*SOURCE PASSAGE*.
▬▬▬

Rivet analyses

B0 → ϕK* decays

Experiment: BELLE (KEKB)

Inspire ID: 1247059

Status: VALIDATED NOHEPDATA

Authors: - Peter Richardson

References: - Phys.Rev.D 88 (2013) 7, 072004

Beams: * *

Beam energies: ANY

Run details: - Any process producing B0, originally Upsilon(4S) decay

Measurment of mass and angular distributions in B0 → ϕK* decays. The data were read from the figures in the paper and may not be corrected.

Source code:BELLE_2013_I1247059.cc

// -*- C++ -*-
#include "Rivet/Analysis.hh"
#include "Rivet/Projections/UnstableParticles.hh"
#include "Rivet/Projections/DecayedParticles.hh"

namespace Rivet {


  /// @brief B0 -> phi K* 
  class BELLE_2013_I1247059 : public Analysis {
  public:

    /// Constructor
    RIVET_DEFAULT_ANALYSIS_CTOR(BELLE_2013_I1247059);


    /// @name Analysis methods
    /// @{

    /// Book histograms and initialise projections before the run
    void init() {
      // Initialise and register projections
      UnstableParticles ufs = UnstableParticles(Cuts::abspid==511);
      declare(ufs, "UFS");
      DecayedParticles B0(ufs);
      B0.addStable(333);
      declare(B0, "B0");
      // histograms
      for(unsigned int ix=0;ix<4;++ix)

▬▬▬

*GIVEN INSTRUCTION A*. Which journal reference does the Rivet analysis page give?
*GIVEN INSTRUCTION B*. Please list every header file that the source code on the Rivet analysis page includes.

(Named-object pointing data)
▬▬▬

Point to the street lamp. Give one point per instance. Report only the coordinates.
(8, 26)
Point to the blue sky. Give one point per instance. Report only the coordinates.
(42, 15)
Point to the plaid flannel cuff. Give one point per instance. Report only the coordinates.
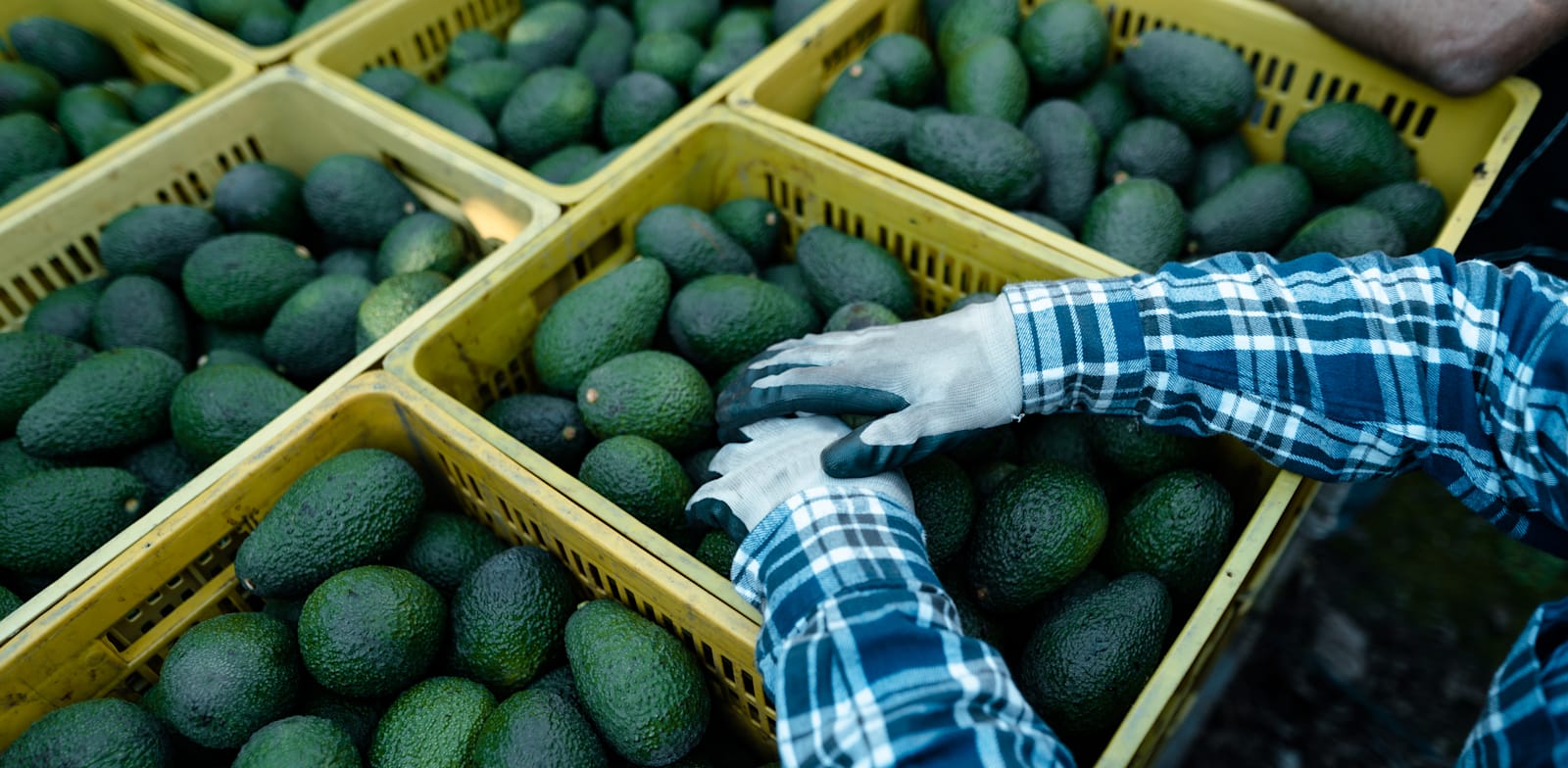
(1079, 344)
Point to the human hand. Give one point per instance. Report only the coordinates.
(780, 458)
(932, 381)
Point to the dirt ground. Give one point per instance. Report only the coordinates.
(1382, 645)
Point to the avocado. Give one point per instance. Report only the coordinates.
(138, 311)
(1139, 221)
(538, 728)
(841, 268)
(70, 52)
(969, 21)
(990, 78)
(226, 678)
(216, 408)
(454, 112)
(1175, 529)
(723, 320)
(242, 279)
(549, 425)
(370, 631)
(875, 125)
(28, 146)
(261, 198)
(859, 313)
(1040, 530)
(908, 65)
(389, 82)
(1065, 44)
(350, 509)
(313, 334)
(648, 394)
(1196, 82)
(757, 224)
(1345, 232)
(562, 165)
(392, 302)
(1109, 104)
(357, 200)
(1256, 212)
(717, 551)
(640, 477)
(27, 88)
(157, 239)
(690, 243)
(109, 733)
(670, 55)
(1136, 452)
(598, 321)
(639, 686)
(635, 106)
(164, 467)
(298, 741)
(945, 501)
(423, 242)
(606, 54)
(446, 548)
(1215, 165)
(433, 725)
(114, 400)
(1071, 149)
(1150, 148)
(1084, 668)
(548, 35)
(1348, 149)
(1415, 206)
(553, 109)
(33, 364)
(470, 47)
(980, 156)
(509, 616)
(52, 519)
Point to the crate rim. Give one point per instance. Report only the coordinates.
(240, 71)
(1246, 561)
(775, 54)
(545, 216)
(1525, 94)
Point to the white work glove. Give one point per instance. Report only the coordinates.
(932, 381)
(780, 458)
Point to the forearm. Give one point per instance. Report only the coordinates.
(862, 652)
(1457, 46)
(1337, 368)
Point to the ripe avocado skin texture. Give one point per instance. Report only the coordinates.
(1084, 668)
(347, 511)
(637, 682)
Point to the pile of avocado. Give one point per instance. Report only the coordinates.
(208, 326)
(397, 635)
(67, 96)
(264, 23)
(572, 85)
(1142, 159)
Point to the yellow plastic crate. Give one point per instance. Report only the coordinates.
(284, 118)
(112, 635)
(259, 57)
(1460, 145)
(153, 49)
(415, 35)
(478, 350)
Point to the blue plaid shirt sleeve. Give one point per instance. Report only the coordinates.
(862, 652)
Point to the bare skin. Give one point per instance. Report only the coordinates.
(1460, 47)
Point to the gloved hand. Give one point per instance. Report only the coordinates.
(780, 458)
(933, 383)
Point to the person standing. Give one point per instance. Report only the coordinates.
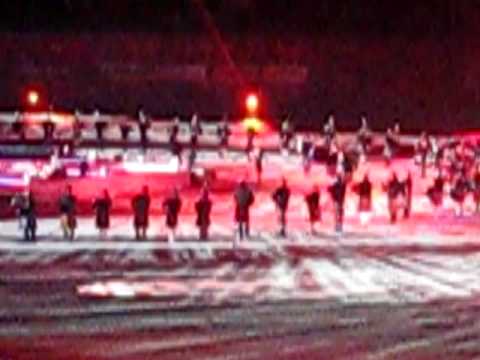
(195, 130)
(435, 192)
(281, 197)
(408, 186)
(68, 219)
(423, 149)
(102, 206)
(203, 208)
(313, 204)
(396, 196)
(364, 192)
(337, 192)
(223, 132)
(244, 199)
(30, 214)
(259, 153)
(172, 206)
(476, 188)
(141, 207)
(329, 130)
(175, 146)
(250, 142)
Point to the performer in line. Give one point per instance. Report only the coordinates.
(308, 152)
(313, 204)
(195, 130)
(175, 145)
(203, 208)
(143, 126)
(141, 208)
(435, 192)
(337, 192)
(364, 138)
(18, 203)
(396, 197)
(459, 191)
(250, 142)
(68, 219)
(286, 134)
(364, 191)
(329, 130)
(25, 208)
(281, 198)
(390, 146)
(172, 206)
(258, 157)
(102, 206)
(408, 186)
(423, 149)
(244, 199)
(223, 132)
(476, 188)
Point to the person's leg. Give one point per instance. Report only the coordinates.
(283, 220)
(240, 230)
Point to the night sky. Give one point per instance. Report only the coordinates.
(376, 17)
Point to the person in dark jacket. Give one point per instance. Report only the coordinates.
(259, 154)
(281, 197)
(364, 191)
(337, 192)
(102, 206)
(172, 206)
(68, 219)
(223, 132)
(250, 142)
(396, 196)
(459, 191)
(175, 146)
(141, 207)
(408, 186)
(29, 212)
(203, 207)
(476, 188)
(313, 204)
(423, 149)
(244, 199)
(435, 192)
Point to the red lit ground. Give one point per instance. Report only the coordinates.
(409, 291)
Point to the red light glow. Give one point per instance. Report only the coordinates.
(33, 97)
(252, 103)
(253, 123)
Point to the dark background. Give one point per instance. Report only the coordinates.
(413, 60)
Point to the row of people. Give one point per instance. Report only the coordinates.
(399, 194)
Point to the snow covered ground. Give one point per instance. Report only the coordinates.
(405, 291)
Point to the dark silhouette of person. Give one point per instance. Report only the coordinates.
(172, 206)
(141, 208)
(364, 191)
(313, 204)
(29, 211)
(203, 208)
(102, 206)
(68, 205)
(281, 197)
(244, 199)
(337, 192)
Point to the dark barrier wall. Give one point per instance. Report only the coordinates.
(427, 83)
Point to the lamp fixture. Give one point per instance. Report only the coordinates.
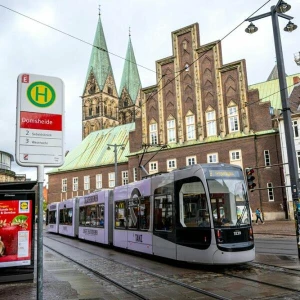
(290, 27)
(297, 58)
(251, 28)
(283, 7)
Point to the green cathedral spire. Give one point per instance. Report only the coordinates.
(99, 63)
(130, 77)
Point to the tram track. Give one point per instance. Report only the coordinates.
(268, 269)
(179, 282)
(159, 277)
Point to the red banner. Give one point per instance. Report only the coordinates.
(33, 120)
(15, 232)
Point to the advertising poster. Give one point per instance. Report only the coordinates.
(15, 232)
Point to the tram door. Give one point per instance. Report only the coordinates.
(164, 229)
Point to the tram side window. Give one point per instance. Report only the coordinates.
(66, 216)
(52, 217)
(163, 213)
(100, 215)
(92, 215)
(82, 216)
(132, 213)
(193, 205)
(120, 214)
(144, 215)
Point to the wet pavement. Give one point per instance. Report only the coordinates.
(64, 280)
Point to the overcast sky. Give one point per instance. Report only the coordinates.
(29, 47)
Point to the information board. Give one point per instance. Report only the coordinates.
(15, 232)
(40, 121)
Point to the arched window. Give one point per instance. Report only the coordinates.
(233, 119)
(153, 133)
(171, 130)
(211, 123)
(190, 127)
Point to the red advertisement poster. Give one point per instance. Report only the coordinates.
(15, 232)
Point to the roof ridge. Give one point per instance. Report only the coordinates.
(130, 76)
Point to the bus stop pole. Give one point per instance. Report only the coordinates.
(40, 233)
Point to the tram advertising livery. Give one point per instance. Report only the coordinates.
(197, 214)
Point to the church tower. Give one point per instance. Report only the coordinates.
(129, 88)
(100, 96)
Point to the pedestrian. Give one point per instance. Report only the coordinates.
(258, 216)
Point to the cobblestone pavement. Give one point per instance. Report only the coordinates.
(284, 227)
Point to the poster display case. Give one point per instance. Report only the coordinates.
(17, 229)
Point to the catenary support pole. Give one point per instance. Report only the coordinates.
(287, 120)
(40, 176)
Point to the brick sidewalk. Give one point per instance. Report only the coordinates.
(284, 227)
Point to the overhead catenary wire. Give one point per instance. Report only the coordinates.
(151, 95)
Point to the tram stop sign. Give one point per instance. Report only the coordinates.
(40, 121)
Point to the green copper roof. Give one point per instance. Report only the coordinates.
(130, 77)
(269, 90)
(92, 151)
(99, 60)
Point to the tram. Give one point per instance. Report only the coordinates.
(198, 214)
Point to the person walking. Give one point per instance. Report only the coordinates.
(258, 216)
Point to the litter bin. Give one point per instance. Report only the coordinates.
(17, 230)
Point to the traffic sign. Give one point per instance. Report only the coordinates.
(40, 121)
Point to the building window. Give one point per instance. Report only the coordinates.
(111, 179)
(190, 127)
(235, 158)
(171, 164)
(270, 191)
(86, 182)
(99, 181)
(233, 120)
(75, 184)
(212, 158)
(235, 155)
(298, 158)
(295, 129)
(191, 160)
(153, 134)
(211, 123)
(267, 158)
(171, 129)
(134, 174)
(64, 185)
(124, 177)
(153, 167)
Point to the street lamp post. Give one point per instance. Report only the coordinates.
(116, 159)
(278, 11)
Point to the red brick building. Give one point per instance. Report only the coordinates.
(199, 111)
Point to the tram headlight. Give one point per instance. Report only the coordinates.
(250, 234)
(219, 236)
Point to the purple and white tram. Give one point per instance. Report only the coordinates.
(68, 217)
(198, 214)
(94, 217)
(52, 217)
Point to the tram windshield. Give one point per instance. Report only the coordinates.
(229, 202)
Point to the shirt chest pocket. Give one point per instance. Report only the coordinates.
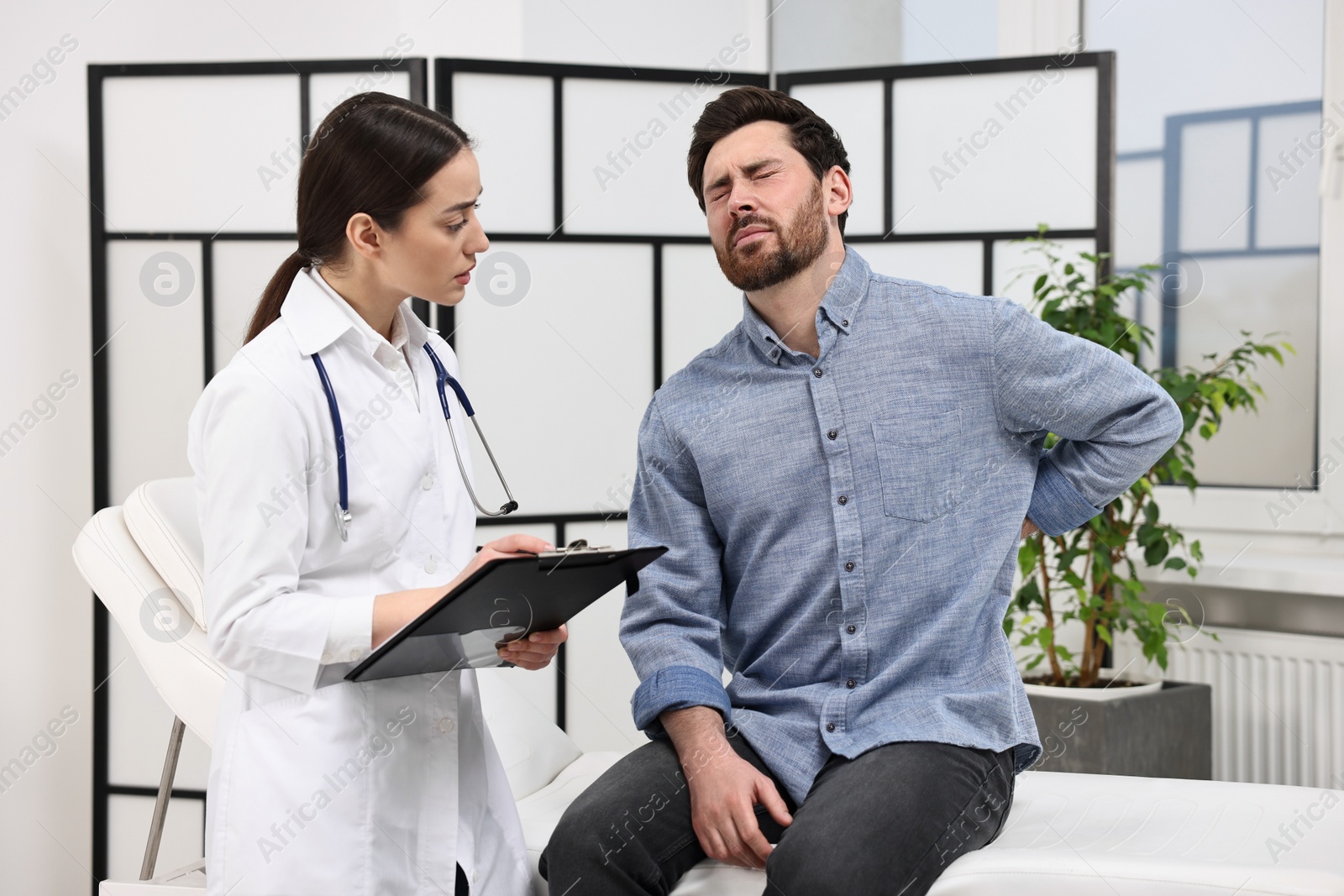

▬▬▬

*COMPLETE ANSWER A*. Phys.Rev.D 88 (2013) 7, 072004

*COMPLETE ANSWER B*.
Rivet/Analysis.hh
Rivet/Projections/UnstableParticles.hh
Rivet/Projections/DecayedParticles.hh